Selected text:
+ + +

– Garlic Proven 100 Times More Effective Than Antibiotics, Working In A Fraction of The Time (Waking Times, Jan 29, 2013)
A significant finding from Washington State University shows that garlic is 100 times more effective than two popular antibiotics at fighting disease causing bacteria commonly responsible for foodborne illness.
Their work was published recently in the Journal of Antimicrobial Chemotherapy a follow-up to the author’s previous research in Applied and Environmental Microbiology which conclusively demonstrated that garlic concentrate was effective in inhibiting the growth of C. jejuni bacteria.
Garlic is probably nature’s most potent food. It is one of the reasons people who eat the Mediterranean diet live such long healthy lives. Garlic is also a powerful performer in the research lab.
“This work is very exciting to me because it shows that this compound has the potential to reduce disease-causing bacteria in the environment and in our food supply,” said Xiaonan Lu, a postdoctoral researcher and lead author of the paper.
One of the most interesting of the recent findings is that garlic increases the overall antioxidant levels of the body. Scientifically known as Allium sativa, garlic has been famous throughout history for its ability to fight off viruses and bacteria. Louis Pasteur noted in 1858 that bacteria died when they were doused with garlic. From the Middle Ages on, garlic has been used to treat wounds, being ground or sliced and applied directly to wounds to inhibit the spread of infection. The Russians refer to garlic as Russian penicillin.
“This is the first step in developing or thinking about new intervention strategies,” saif Michael Konkel, a co-author who has been researching Campylobacter jejuni for 25 years.
“Campylobacter is simply the most common bacterial cause of food-borne illness in the United States and probably the world,” Konkel said. Some 2.4 million Americans are affected every year, according to the U.S. Centers for Disease Control and Prevention, with symptoms including diarrhea, cramping, abdominal pain and fever.

+ + +

Stored data:
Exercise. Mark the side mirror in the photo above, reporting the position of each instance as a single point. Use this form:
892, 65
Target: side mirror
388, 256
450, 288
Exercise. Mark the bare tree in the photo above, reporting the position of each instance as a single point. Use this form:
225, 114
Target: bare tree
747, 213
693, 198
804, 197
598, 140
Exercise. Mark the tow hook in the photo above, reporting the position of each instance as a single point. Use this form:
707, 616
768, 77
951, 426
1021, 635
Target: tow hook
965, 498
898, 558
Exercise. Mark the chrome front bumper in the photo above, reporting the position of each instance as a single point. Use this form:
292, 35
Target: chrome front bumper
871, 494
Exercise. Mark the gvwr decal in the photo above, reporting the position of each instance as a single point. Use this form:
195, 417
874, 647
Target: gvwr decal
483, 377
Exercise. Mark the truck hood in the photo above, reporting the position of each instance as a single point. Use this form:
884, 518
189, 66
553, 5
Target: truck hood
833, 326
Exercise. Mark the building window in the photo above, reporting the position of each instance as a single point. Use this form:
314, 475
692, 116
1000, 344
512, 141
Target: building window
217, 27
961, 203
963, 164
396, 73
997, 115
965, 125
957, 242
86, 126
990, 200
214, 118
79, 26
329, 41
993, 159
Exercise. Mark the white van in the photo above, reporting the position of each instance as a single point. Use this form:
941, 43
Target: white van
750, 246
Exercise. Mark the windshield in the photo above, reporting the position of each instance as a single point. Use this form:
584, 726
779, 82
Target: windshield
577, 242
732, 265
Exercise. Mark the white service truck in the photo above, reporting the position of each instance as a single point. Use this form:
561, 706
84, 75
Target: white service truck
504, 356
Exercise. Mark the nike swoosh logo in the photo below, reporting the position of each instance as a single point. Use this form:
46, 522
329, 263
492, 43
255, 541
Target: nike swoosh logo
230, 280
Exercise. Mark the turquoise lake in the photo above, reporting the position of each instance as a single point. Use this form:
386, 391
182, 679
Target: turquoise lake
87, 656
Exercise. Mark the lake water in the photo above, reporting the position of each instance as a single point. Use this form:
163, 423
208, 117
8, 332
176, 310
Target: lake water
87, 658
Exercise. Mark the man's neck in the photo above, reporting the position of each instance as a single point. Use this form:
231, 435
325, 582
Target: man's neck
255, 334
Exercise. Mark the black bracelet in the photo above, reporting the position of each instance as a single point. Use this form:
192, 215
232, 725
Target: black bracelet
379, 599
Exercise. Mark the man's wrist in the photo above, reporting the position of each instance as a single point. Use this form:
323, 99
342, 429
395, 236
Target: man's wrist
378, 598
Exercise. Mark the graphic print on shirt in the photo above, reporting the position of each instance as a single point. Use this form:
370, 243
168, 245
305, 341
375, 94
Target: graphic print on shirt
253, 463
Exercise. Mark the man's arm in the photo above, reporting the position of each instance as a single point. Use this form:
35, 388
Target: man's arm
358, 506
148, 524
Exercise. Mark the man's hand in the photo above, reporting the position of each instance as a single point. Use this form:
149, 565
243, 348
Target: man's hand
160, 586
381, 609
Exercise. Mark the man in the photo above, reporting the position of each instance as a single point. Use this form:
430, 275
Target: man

+ + +

Questions:
1. Edit the part of the garlic article that opens with the words containing "One of the most" and closes with "for 25 years.", changing "wounds" to "injuries".
2. Resume the article on garlic and bacteria, starting after its last sentence.

Task-by-task results:
1.
One of the most interesting of the recent findings is that garlic increases the overall antioxidant levels of the body. Scientifically known as Allium sativa, garlic has been famous throughout history for its ability to fight off viruses and bacteria. Louis Pasteur noted in 1858 that bacteria died when they were doused with garlic. From the Middle Ages on, garlic has been used to treat injuries, being ground or sliced and applied directly to injuries to inhibit the spread of infection. The Russians refer to garlic as Russian penicillin.
“This is the first step in developing or thinking about new intervention strategies,” saif Michael Konkel, a co-author who has been researching Campylobacter jejuni for 25 years.

2.
The bacteria also are responsible for triggering nearly one-third of the cases of a rare paralyzing disorder known as Guillain-Barre syndrome.
Diallyl disulfide is an organosulfur compound derived from garlic and a few other genus Allium plants. It is produced during the decomposition of allicin, which is released upon crushing garlic
Lu and his colleagues looked at the ability of diallyl sulfide to kill the bacterium when it is protected by a slimy biofilm that makes it 1,000 times more resistant to antibiotics than the free floating bacterial cell. They found the compound can easily penetrate the protective biofilm and kill bacterial cells by combining with a sulfur-containing enzyme, subsequently changing the enzyme’s function and effectively shutting down cell metabolism.
The researchers found the diallyl sulfide was as effective as 100 times as much of the antibiotics erythromycin and ciprofloxacin and often would work in a fraction of the time.
Two previous works published last year by Lu and WSU colleagues in Applied and Environmental Microbiology and Analytical Chemistry found diallyl sulfide and other organosulfur compounds effectively kill important food-borne pathogens, such as Listeria monocytogenes and Escherichia coli O157:H7.
“Diallyl sulfide may be useful in reducing the levels of the Campylobacterin the environment and to clean industrial food processing equipment, as the bacterium is found in a biofilm in both settings,” Konkel said.
“Diallyl sulfide could make many foods safer to eat,” said Barbara Rasco, a co-author on all three recent papers and Lu’s advisor for his doctorate in food science. “It can be used to clean food preparation surfaces and as a preservative in packaged foods like potato and pasta salads, coleslaw and deli meats.”
“This would not only extend shelf life but it would also reduce the growth of potentially bad bacteria,” she said.
The natural substance could also be derived without artificially introducing harmful chemicals to disruptive its disease-reducing abilities.
Ironically, many researchers think that antibiotics may be just one of several factors that contribute to intestinal blockage in young children.